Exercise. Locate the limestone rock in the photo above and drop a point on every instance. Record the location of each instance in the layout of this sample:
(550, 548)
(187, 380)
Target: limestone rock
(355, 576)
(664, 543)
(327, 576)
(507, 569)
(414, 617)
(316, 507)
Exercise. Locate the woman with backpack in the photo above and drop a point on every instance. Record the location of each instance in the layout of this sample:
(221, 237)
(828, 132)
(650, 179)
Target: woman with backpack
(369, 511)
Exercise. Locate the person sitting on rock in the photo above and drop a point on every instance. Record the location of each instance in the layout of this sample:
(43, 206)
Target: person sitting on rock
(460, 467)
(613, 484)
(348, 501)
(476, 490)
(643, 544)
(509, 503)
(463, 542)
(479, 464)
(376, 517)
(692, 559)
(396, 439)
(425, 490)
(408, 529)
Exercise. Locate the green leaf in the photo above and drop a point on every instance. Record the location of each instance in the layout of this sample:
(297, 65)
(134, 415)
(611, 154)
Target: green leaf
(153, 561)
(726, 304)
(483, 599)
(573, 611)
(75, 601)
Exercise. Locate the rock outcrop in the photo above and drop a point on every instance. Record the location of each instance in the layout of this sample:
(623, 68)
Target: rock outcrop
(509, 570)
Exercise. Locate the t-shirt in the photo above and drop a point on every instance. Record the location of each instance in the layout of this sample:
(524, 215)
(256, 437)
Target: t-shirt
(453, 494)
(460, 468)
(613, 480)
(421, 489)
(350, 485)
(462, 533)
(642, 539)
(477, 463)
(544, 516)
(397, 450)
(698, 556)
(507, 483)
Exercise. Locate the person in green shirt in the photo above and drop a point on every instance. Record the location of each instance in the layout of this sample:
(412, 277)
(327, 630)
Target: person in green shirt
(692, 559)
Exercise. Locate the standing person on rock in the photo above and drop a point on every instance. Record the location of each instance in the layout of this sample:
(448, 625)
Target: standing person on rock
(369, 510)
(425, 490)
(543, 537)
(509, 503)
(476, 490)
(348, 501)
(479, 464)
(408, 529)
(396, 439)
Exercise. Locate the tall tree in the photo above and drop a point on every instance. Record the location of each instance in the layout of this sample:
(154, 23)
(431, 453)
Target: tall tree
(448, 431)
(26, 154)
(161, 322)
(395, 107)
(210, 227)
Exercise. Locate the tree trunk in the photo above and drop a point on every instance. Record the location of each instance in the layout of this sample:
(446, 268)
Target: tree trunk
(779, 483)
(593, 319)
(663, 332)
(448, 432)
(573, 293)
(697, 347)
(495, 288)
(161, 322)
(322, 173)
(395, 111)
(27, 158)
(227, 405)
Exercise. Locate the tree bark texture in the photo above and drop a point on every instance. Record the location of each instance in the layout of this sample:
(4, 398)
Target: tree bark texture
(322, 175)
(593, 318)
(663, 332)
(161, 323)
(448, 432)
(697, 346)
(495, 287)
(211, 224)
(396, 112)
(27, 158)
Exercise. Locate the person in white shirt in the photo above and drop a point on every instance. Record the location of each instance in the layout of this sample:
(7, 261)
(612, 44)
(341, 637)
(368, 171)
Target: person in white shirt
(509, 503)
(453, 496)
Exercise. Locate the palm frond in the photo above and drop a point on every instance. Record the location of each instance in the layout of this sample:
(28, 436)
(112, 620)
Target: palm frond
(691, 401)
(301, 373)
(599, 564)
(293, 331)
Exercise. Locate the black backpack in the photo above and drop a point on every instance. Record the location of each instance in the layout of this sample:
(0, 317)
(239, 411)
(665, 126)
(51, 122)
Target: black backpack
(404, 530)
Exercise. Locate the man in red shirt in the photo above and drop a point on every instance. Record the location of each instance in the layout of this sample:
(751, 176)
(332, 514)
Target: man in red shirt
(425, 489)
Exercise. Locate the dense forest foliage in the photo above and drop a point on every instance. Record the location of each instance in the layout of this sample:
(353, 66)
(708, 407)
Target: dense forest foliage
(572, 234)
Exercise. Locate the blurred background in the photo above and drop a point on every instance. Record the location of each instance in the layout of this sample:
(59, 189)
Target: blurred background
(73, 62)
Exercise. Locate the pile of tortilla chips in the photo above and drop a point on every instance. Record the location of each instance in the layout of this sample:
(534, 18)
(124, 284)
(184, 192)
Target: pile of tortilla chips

What is expected — Print every line of the records exactly. Omit nothing.

Exercise result —
Exercise. Locate the limestone rock in the photo above and drop a point on every instance. Record the location of each instance in the layout of this sample:
(550, 548)
(187, 380)
Target: limestone rock
(355, 576)
(664, 543)
(327, 576)
(507, 569)
(414, 617)
(316, 507)
Exercise. Locate the woman with backpack in the photo above and drop a point on every instance. Record the location of each instance in the layout of this sample:
(221, 237)
(828, 132)
(650, 179)
Target: woman with backpack
(369, 511)
Exercise. Locate the person sitting on rock in the photo above and drop a point on every instance. Record the location of each instance in the layout of this sample:
(43, 206)
Target: person sitting on rock
(460, 467)
(613, 484)
(348, 501)
(476, 490)
(643, 544)
(509, 503)
(463, 542)
(479, 464)
(376, 517)
(692, 559)
(396, 439)
(425, 490)
(408, 529)
Exercise. Locate the green leaf in the photo above and drop a point on every instance. Record the location of each instance in the layout of this sample:
(297, 65)
(134, 415)
(611, 154)
Target: green leaf
(153, 561)
(726, 304)
(483, 599)
(573, 611)
(75, 601)
Exercise. Locate the rock outcrop in the photo above and drop a point on every instance. Record the location of each instance in the layout of this sample:
(623, 68)
Target: rock outcrop
(509, 570)
Exercise. Locate the t-shirt in the photo above and drop a point on every instance. Record the location of each instance in the layout of this sample:
(524, 215)
(256, 437)
Target: t-shirt
(453, 494)
(460, 468)
(613, 480)
(421, 489)
(350, 485)
(462, 533)
(642, 539)
(477, 463)
(544, 516)
(397, 450)
(698, 556)
(507, 483)
Exercise. Locate the person in green shirt in the photo above and drop a point on every instance. Record the location of each instance in the layout of this sample:
(412, 277)
(327, 630)
Target: person in green shirt
(692, 559)
Exercise. Locate the standing person on rock in the photo above and drop a point on every instance. Record the location of each instance in the layout of this sample:
(448, 625)
Target: standing person on rock
(369, 510)
(425, 490)
(543, 537)
(509, 503)
(476, 490)
(348, 501)
(479, 464)
(408, 529)
(396, 439)
Exercise. Locate the tall tree in the photo above and drop a point on every instance. Record the location of each instance in the layout of this sample:
(154, 23)
(431, 453)
Target: tall tree
(448, 431)
(26, 154)
(161, 322)
(395, 107)
(210, 227)
Exercise. Locate the tree trunk in the photo above and drop a point on every instance. Record the location of each instance in the layout of this sample:
(446, 268)
Target: tree trunk
(779, 483)
(593, 319)
(663, 332)
(448, 432)
(573, 293)
(697, 347)
(495, 288)
(161, 322)
(322, 173)
(395, 111)
(27, 158)
(227, 405)
Exercise. Locate the tree bark texture in the photo above and drop a point on every instance. Record the location of each instance in the layout of this sample:
(4, 398)
Target: tree bark texture
(322, 175)
(593, 318)
(663, 332)
(161, 323)
(448, 432)
(697, 346)
(495, 287)
(211, 224)
(396, 112)
(27, 158)
Exercise. Locate the person in white shirt in the photo above and drop a point on every instance. Record the location of each instance in the layout of this sample:
(7, 261)
(612, 44)
(341, 637)
(368, 171)
Target: person in white shirt
(509, 503)
(453, 496)
Exercise. Locate the palm frond in the photo above and drop a point on every instance. Record the location of each instance in the layout of this sample:
(28, 436)
(112, 620)
Target: palm frond
(691, 401)
(301, 373)
(599, 564)
(293, 331)
Exercise. Locate the black backpack in the photo above and drop a point on every instance. Record the location of each instance in the layout of this sample:
(0, 317)
(239, 411)
(665, 126)
(51, 122)
Target: black backpack
(404, 530)
Exercise. Locate the man in red shirt in the photo above and drop a point on every instance. Record the location of each instance in the layout of this sample:
(751, 176)
(332, 514)
Target: man in red shirt
(425, 489)
Exercise. Locate the dense forest foliage in the photo above and drop a point on every instance. Record the location of each instance in the layout of this sample:
(353, 66)
(708, 407)
Target: dense forest foliage
(572, 234)
Exercise. Locate the blurred background in the photo above and drop a point on every instance. Record the location of each instance in the layout of this sample:
(59, 189)
Target: blurred background
(73, 62)
Exercise. Locate the pile of tortilla chips in the photo above and drop a point on every instance. Record the location of each instance in the layout of this sample:
(534, 18)
(124, 284)
(184, 192)
Target: pile of tortilla chips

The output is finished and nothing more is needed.